**SUPPLIED TEXT**
- - -

Cressman Interpolation Deep Dive

This notebook walks through the Cressman distance-weighted interpolation step that forms the core of the high-res pipeline. It mirrors the Fortran program append_topo_interp_smooth.f90 from the tx2_3 workflow.

What is Cressman interpolation?

For each ocean model T-cell, we want an estimate of the ocean depth by averaging nearby source pixels. But we don’t want to average blindly — pixels that are close to the cell centre should contribute more than distant ones. The Cressman weight function does exactly that:

\[w_k = \left(\frac{L^2 - r_k^2}{L^2 + r_k^2}\right)^{c}\]

where:

• \(r_k\) is the great-circle distance from cell centre to source pixel \(k\)

• \(L = \text{smooth\_scl} \times \sqrt{A}\) is the smoothing radius (\(A\) = cell area in m²)

• \(c\) = cressman_exp (default 2)

Only source ocean pixels within \(r_k \leq L\) contribute. The final depth estimate is:

\[d_i = \frac{\sum_k w_k \cdot d_k}{\sum_k w_k}\]

import numpy as np
import xarray as xr
import matplotlib.pyplot as plt
import matplotlib.patches as mpatches
from scipy.spatial import cKDTree
from pathlib import Path
import tempfile

from mom6_forge.grid import Grid
from mom6_forge.topo import Topo

plt.rcParams["figure.dpi"] = 120

class FakeSrc:
    """A fake version of a database that stores data in memory."""

- - -

**Excerpts from segmentation records**
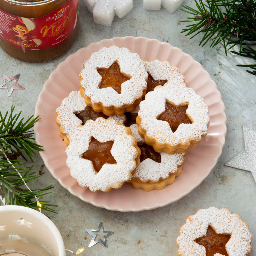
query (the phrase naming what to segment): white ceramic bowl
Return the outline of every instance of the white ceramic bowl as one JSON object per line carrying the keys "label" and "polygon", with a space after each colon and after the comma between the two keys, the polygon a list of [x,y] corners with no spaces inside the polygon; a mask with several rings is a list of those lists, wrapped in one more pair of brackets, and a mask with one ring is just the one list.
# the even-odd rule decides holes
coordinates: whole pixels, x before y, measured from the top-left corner
{"label": "white ceramic bowl", "polygon": [[28,207],[4,205],[0,206],[0,255],[9,253],[27,256],[66,255],[60,234],[47,217]]}

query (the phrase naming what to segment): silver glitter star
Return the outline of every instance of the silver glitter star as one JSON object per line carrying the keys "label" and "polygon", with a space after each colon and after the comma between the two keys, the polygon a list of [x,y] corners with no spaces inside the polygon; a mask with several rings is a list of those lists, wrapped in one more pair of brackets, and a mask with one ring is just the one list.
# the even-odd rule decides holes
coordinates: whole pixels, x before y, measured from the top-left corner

- - -

**SET OF TASKS**
1) Decide whether each statement agrees with the Cressman interpolation notebook, answering yes or no and quoting the words that decide it. (a) The default value of cressman_exp is 2. (b) The notebook mirrors a Python script from the tx2_3 workflow. (c) The distance from the cell center to a source pixel is measured as a great-circle distance.
2) According to the Cressman interpolation notebook, what is each ocean model T-cell given an estimate of by averaging nearby source pixels?

**ANSWERS BY TASK**
1)
(a) Yes: "cressman_exp (default 2)"
(b) No: "It mirrors the Fortran program append_topo_interp_smooth.f90 from the tx2_3 workflow."
(c) Yes: "is the great-circle distance from cell centre to source pixel"

2) Each T-cell gets an estimate of the ocean depth.